DESCRIPTION OF THE TASK: Copy out word for word the lines from the line containing "If it's not too much trouble, please detect the reddish" to the line containing "xmin=0 ymin=0 xmax=1050 ymax=1080", including both of those lines.

STORED RECORDS:

---+---

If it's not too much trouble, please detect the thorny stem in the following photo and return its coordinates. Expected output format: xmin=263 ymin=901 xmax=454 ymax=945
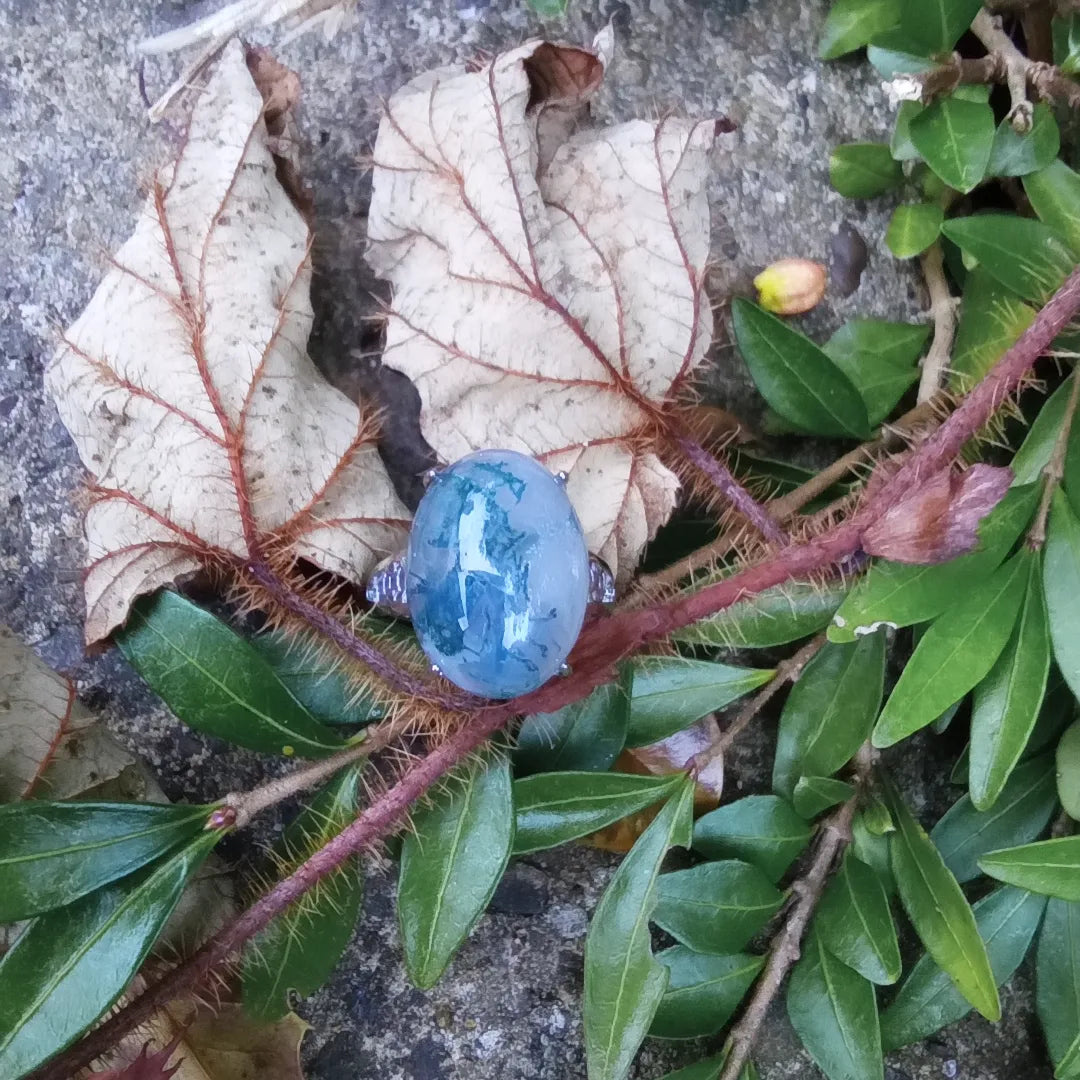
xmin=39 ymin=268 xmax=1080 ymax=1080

---+---

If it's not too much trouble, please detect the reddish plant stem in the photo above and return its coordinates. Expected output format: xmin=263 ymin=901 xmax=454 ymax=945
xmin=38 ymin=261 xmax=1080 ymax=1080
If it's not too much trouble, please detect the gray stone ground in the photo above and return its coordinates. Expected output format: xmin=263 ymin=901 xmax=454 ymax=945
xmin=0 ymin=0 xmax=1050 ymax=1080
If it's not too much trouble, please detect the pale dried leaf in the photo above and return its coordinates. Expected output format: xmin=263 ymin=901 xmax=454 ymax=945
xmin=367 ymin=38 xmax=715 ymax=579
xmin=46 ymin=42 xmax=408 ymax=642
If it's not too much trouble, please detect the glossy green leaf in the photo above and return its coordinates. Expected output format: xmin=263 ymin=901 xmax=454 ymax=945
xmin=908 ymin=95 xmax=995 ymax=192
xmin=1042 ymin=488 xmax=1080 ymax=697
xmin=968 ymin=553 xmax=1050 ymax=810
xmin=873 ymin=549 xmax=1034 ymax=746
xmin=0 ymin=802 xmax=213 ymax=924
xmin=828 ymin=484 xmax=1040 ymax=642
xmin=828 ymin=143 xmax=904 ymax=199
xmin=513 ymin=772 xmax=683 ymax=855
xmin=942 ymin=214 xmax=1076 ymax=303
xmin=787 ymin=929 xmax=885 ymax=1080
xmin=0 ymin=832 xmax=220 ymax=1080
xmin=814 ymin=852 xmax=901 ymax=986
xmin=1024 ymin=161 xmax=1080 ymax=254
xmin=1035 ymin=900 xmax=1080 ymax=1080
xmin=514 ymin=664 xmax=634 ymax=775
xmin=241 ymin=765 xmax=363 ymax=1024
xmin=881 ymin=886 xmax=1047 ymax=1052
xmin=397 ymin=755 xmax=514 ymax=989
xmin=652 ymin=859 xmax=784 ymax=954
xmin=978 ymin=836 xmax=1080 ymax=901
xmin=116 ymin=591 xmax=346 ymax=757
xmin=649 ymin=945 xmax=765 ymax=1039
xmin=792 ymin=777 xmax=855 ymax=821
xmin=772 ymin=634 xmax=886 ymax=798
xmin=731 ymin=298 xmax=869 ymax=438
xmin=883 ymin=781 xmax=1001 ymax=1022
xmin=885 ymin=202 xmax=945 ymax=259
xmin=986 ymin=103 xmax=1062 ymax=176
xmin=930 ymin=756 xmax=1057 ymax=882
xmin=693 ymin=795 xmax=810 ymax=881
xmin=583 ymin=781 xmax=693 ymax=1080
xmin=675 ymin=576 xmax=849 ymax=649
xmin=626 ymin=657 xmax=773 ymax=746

---+---

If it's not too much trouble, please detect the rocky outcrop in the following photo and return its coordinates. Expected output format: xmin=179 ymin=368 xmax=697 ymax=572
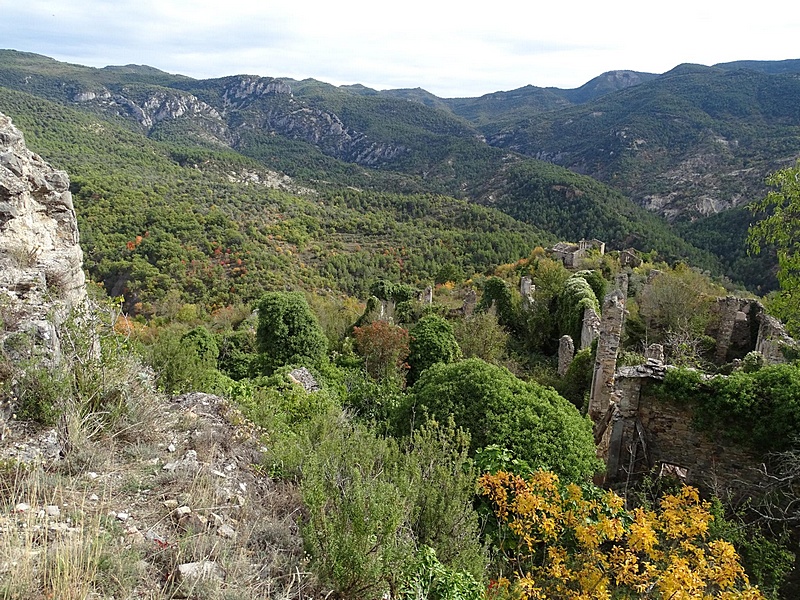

---+---

ANSWER TO THE EXERCISE:
If it's not too much trouble, please detect the reddish plant stem in the photo above and return its coordinates. Expected output format: xmin=263 ymin=901 xmax=454 ymax=945
xmin=38 ymin=261 xmax=1080 ymax=1080
If it's not too much trouble, please detect the gray stone ground in the photo above and return its coordinates. Expected output format: xmin=263 ymin=901 xmax=454 ymax=945
xmin=0 ymin=0 xmax=1050 ymax=1080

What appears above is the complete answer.